↓

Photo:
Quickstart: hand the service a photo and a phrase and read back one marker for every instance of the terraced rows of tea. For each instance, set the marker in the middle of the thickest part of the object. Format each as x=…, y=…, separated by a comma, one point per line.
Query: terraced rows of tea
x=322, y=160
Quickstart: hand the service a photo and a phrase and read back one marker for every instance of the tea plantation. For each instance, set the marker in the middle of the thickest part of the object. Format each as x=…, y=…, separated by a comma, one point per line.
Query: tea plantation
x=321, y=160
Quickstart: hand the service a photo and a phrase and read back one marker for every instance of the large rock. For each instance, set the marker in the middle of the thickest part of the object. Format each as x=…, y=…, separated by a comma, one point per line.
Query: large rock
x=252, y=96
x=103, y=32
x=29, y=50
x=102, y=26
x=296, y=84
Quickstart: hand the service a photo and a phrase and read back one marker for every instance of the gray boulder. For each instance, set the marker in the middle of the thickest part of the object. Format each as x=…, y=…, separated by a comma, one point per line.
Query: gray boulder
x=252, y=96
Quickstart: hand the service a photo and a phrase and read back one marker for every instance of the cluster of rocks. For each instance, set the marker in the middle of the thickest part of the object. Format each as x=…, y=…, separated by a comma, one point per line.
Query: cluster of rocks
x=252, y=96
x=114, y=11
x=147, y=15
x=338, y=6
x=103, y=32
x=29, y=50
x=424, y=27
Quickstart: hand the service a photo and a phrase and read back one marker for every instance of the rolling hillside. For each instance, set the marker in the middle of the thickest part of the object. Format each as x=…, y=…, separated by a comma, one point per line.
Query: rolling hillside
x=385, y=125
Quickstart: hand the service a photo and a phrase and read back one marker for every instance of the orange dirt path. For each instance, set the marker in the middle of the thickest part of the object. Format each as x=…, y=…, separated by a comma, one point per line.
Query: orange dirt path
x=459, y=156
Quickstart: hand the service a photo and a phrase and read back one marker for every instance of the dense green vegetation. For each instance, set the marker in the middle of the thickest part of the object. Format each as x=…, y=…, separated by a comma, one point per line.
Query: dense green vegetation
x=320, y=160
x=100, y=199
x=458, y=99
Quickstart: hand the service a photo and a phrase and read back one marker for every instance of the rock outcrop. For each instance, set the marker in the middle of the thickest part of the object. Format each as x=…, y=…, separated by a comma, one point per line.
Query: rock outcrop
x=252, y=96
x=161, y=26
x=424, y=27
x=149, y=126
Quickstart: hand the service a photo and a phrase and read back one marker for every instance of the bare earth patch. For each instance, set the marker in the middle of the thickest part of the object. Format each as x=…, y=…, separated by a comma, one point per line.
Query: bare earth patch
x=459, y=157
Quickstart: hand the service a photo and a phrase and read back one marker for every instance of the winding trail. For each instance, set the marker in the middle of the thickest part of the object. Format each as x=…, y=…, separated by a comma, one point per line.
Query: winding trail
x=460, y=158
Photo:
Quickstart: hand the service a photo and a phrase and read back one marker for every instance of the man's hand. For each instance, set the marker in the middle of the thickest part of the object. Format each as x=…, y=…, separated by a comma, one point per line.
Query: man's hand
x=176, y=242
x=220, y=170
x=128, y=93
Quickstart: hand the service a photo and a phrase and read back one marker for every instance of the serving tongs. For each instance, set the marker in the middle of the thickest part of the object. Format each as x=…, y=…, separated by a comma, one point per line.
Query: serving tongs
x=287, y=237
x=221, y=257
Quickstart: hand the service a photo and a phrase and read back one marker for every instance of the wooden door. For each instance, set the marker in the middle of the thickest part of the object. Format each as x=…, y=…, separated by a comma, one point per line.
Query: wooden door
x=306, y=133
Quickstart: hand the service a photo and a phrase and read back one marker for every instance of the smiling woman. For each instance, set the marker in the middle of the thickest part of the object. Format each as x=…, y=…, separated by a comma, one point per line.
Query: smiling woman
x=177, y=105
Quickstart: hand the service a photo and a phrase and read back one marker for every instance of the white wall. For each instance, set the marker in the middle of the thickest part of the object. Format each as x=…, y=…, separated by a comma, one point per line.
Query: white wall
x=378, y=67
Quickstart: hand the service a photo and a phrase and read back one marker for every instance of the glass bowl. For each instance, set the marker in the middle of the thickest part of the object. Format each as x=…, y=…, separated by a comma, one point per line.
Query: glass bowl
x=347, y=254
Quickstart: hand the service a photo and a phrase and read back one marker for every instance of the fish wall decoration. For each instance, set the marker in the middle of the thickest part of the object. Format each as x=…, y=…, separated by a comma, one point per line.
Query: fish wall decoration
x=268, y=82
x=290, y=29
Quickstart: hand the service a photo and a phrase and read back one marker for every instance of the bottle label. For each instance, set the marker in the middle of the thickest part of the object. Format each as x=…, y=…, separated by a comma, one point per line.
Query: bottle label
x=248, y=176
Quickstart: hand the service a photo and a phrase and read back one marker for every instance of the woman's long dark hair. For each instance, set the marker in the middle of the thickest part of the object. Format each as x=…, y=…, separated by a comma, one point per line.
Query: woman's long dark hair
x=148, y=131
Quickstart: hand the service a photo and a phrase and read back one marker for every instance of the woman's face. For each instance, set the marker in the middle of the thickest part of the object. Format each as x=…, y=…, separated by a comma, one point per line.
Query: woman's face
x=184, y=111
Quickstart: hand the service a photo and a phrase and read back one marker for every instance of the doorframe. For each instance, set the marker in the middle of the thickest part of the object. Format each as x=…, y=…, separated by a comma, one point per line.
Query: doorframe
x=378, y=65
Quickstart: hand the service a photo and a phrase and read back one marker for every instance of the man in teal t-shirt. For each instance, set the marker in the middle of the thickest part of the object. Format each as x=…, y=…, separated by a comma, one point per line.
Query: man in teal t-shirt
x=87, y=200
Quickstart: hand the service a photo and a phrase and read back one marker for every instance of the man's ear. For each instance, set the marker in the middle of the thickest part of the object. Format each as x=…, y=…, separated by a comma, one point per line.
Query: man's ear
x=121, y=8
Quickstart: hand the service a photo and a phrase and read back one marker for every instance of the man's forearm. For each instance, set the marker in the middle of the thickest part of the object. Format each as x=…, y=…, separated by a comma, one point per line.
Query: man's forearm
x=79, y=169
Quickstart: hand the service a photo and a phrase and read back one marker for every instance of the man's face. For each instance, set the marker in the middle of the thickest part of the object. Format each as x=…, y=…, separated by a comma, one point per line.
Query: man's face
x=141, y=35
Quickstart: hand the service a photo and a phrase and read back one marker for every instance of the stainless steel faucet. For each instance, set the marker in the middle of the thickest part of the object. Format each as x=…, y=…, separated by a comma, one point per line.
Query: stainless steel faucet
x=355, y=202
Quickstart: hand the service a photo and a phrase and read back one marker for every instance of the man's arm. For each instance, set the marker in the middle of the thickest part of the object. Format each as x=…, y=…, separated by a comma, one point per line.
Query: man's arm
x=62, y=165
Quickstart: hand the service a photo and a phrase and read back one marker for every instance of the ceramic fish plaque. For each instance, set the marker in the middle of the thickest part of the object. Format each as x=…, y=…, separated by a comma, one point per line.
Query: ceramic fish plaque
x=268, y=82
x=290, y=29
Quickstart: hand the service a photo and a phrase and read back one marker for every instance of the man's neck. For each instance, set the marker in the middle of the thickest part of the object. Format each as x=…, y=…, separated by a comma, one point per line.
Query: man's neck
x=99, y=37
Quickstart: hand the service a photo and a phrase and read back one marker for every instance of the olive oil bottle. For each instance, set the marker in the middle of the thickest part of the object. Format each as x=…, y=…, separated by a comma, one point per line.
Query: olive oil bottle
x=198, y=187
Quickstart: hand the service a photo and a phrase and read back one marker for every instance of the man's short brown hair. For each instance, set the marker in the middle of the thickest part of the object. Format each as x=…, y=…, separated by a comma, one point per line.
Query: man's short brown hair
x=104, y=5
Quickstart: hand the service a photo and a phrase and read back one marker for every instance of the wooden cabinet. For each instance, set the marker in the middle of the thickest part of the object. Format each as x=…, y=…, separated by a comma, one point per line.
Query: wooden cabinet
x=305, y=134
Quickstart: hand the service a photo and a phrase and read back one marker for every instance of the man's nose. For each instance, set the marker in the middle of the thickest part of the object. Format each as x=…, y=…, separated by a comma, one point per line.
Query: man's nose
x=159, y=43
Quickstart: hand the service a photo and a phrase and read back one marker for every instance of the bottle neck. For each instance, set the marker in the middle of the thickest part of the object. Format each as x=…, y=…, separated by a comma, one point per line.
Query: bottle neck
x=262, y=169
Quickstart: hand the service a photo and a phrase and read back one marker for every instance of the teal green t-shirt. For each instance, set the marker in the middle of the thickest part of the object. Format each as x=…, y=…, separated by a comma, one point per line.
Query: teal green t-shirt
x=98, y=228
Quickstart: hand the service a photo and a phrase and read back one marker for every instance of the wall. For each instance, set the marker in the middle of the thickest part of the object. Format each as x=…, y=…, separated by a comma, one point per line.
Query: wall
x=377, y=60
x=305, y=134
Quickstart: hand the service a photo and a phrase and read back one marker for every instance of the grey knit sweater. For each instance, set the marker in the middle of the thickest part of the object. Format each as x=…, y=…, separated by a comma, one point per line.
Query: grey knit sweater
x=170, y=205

↑

◆ Work to complete: Recast the records from the start through the line containing "x=321, y=160" as a two-column CSV with the headers text and answer. Give one row per record, with its wording in the text column and its answer in the answer column, each in a single quoted field with line breaks turned into spaces.

◆ Final answer:
text,answer
"Photo: Quickstart: hand the service a photo and a phrase and read back one marker for every instance of the terraced rows of tea. For each instance, set the marker in the middle of the thickest part of the object. Format each as x=…, y=…, separated by a comma, one point per line. Query: terraced rows of tea","x=322, y=160"
"Quickstart: hand the service a photo and a phrase and read back one marker for every instance of the tea plantation. For each instance, set the marker in the middle of the thickest part of the object. Format each as x=…, y=…, separated by a comma, one point per line. Query: tea plantation","x=321, y=160"